EXERCISE: Tally every line of the entries that contains the string "overcast", then reply with only that number.

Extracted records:
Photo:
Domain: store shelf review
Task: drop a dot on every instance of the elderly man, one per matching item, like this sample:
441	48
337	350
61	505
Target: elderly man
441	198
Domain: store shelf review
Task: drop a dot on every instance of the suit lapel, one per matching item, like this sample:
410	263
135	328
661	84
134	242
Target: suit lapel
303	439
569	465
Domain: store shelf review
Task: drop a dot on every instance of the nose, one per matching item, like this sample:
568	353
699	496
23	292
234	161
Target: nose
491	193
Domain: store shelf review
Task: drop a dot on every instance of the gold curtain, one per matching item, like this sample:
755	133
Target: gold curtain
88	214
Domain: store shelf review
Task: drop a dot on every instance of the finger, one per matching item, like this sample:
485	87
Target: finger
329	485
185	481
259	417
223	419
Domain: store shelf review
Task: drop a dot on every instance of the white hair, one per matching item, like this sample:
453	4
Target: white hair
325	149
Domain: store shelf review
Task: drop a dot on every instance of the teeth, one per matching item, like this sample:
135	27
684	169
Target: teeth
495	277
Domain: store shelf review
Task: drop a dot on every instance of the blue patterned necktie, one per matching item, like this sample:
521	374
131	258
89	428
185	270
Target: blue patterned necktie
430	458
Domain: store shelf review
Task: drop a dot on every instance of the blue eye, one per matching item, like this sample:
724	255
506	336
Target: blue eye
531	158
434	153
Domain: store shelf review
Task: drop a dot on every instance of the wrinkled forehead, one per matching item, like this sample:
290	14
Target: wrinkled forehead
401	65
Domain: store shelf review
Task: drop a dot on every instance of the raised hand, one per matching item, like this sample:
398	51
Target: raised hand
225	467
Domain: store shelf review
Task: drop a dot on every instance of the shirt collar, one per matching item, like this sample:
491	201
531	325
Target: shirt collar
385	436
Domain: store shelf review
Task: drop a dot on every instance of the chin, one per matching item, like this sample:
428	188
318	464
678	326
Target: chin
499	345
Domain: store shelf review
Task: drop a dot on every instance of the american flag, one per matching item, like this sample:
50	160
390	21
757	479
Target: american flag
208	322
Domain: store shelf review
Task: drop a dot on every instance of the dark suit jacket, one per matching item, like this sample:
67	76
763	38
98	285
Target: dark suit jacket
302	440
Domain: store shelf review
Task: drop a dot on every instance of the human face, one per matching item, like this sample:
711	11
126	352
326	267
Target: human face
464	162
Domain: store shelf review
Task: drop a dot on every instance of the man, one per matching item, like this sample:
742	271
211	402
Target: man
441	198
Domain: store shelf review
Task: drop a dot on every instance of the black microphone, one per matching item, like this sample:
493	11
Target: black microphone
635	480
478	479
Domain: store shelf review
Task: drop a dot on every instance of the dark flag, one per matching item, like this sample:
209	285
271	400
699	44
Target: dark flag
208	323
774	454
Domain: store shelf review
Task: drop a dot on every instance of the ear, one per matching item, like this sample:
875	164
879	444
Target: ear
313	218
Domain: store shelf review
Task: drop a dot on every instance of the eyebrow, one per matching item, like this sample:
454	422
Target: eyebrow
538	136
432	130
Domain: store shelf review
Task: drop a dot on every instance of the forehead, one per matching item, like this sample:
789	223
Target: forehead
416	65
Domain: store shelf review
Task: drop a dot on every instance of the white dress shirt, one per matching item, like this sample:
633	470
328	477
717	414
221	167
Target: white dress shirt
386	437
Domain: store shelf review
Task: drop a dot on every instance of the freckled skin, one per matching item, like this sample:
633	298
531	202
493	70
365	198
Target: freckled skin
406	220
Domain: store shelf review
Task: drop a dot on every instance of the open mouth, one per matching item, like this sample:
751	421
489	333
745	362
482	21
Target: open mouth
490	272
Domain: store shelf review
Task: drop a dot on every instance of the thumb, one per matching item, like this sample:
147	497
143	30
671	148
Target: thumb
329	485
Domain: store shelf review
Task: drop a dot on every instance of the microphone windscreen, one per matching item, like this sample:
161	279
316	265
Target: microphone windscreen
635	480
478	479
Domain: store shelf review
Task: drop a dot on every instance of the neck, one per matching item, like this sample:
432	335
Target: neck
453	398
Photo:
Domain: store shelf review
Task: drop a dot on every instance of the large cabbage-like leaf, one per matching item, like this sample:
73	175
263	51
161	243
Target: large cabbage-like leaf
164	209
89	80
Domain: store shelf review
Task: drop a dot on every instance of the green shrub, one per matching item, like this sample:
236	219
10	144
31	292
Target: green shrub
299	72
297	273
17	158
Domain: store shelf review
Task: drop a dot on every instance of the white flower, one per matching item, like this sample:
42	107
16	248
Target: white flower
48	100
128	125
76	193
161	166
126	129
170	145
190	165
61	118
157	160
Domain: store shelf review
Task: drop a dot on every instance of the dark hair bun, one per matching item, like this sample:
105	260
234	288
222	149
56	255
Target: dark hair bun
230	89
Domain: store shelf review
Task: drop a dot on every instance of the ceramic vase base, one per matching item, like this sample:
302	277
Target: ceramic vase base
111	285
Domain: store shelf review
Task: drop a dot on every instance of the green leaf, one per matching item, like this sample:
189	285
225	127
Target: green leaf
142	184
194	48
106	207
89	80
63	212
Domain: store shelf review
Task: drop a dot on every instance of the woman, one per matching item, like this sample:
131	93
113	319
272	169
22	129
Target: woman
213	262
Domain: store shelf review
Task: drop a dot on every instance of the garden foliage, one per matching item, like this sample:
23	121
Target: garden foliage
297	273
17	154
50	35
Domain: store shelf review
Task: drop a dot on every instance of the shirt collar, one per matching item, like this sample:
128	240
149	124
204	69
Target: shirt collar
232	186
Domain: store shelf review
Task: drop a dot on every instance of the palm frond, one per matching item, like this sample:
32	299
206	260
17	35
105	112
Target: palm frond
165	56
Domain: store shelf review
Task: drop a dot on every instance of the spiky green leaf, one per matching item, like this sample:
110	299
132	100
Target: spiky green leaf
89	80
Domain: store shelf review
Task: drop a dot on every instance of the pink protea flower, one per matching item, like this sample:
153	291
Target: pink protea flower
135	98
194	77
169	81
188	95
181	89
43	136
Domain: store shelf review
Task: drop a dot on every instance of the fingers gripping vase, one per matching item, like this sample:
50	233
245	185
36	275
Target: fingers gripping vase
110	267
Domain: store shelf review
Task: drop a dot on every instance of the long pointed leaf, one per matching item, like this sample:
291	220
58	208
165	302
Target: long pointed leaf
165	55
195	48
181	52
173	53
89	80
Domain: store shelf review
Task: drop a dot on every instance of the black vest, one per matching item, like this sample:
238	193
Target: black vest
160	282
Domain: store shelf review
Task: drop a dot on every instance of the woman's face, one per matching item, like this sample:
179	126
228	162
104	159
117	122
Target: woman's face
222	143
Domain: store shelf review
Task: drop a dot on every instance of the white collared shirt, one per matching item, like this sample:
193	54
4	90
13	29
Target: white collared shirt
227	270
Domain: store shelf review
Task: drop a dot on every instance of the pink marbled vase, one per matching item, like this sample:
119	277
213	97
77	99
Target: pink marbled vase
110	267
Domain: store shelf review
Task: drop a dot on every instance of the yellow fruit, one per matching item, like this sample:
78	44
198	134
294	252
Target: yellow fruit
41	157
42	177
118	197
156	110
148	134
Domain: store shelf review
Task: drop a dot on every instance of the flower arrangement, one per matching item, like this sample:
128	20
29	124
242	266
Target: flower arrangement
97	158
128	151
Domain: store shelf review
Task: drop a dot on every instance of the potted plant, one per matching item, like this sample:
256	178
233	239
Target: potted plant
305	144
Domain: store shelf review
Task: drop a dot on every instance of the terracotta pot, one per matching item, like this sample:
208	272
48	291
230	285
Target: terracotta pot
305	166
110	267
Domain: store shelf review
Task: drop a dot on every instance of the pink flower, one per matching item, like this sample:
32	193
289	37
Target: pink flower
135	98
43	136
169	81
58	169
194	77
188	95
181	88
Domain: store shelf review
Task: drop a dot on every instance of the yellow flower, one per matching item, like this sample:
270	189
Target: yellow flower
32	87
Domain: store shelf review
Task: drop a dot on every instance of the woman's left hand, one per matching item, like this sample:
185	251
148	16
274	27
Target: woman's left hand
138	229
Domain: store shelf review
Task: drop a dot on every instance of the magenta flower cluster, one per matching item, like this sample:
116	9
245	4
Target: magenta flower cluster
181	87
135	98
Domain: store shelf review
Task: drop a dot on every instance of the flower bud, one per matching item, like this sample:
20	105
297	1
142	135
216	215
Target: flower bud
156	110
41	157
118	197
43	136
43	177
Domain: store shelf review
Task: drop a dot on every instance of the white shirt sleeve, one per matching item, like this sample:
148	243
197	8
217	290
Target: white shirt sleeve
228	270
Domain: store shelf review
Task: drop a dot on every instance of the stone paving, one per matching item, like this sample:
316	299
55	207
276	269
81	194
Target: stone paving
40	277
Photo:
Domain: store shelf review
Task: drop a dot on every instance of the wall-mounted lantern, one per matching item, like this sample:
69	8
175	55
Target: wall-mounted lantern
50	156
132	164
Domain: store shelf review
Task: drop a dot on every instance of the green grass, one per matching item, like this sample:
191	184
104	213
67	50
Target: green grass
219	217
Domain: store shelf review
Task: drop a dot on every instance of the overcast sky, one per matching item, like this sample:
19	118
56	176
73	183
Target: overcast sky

ANSWER BOX: 2